**Provided passage:**
○ ○ ○ ○

Sorry that I did not come around earlier to answer this question. You put a lot of effort into this and I hope you still benefit from an answer! When you take intro stats classes, a quite basic assumption that lurks basically everywhere is that the population you are dealing with is infinite. Of course, this assumption is also basically always wrong. Usually that does not matter though, as populations are usually "big enough", so that wrong estimates of the actual population size do not influence our outcomes to a degree we would care about. The same is true here in this formula: It is not the "average" correction factor for all possible samples, but the one for an infinite population - again, it usually does not matter what the actual size is, except when the sample size comes close to the population size. Now you correctly identified that this can cause problems because in this case you actually know a lot more than what the formula is giving you credit for. What people came up with for this case it the Finite Population Correction (FPC) - I would advise to just google it and look for yourself as the space here is quite limited (of course you can also ask follow-up questions about that here if you like!). However, in a nutshell this correction does what you pointed out - it prevents that you correct "to hard".
@@statsandscience Thank you, it is a very useful answer. I didn't know about that assumption, and so when your examples had a population size of 7, I was extra confused. Thanks for clearing it up. That makes it clearer why the correction should be greater when the sample size is smaller. Maybe mention that assumption in your video description to help others in the same boat as me?
Before I watch, basically the average cuts the variance by a factor of n, but when we find the difference between a sample value and the sample average, the average contains 1/nth of that sample so the calculated variance is shrunk by a factor of (1-1/n).
I am not sure if I understand correctly but I think there might be something to it framing the mean as containing 1/n parts of the information within the sample... Would you say you were right after watching?
Well, it is, but you can sort of getting around that in an explanation like this one. If you are interested, feel free to watch my video on degrees of freedom. :)
They would still occur, wouldn't they? Because the margins of the table are identical either way, so there would be zeros on the diagonal. Sampling without replacement is also a separate issue, as for instance discussed here: stats.stackexchange.com/questions/70124/unbiased-estimator-of-variance-for-samples-without-replacement
@@statsandscience Thank you for your reply. Zeros occur when we substract each data point from itself and this doesn't happen in case of sampling without replacement.

○ ○ ○ ○

**Provided data:**
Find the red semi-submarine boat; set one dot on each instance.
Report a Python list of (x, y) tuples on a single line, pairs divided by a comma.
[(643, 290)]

○ ○ ○ ○

**Directive:** Copy word for word the part of the variance-correction discussion starting with "Before I watch, basically" and going on through "of freedom. :)".

**Reply:**
Before I watch, basically the average cuts the variance by a factor of n, but when we find the difference between a sample value and the sample average, the average contains 1/nth of that sample so the calculated variance is shrunk by a factor of (1-1/n).
I am not sure if I understand correctly but I think there might be something to it framing the mean as containing 1/n parts of the information within the sample... Would you say you were right after watching?
Well, it is, but you can sort of getting around that in an explanation like this one. If you are interested, feel free to watch my video on degrees of freedom. :)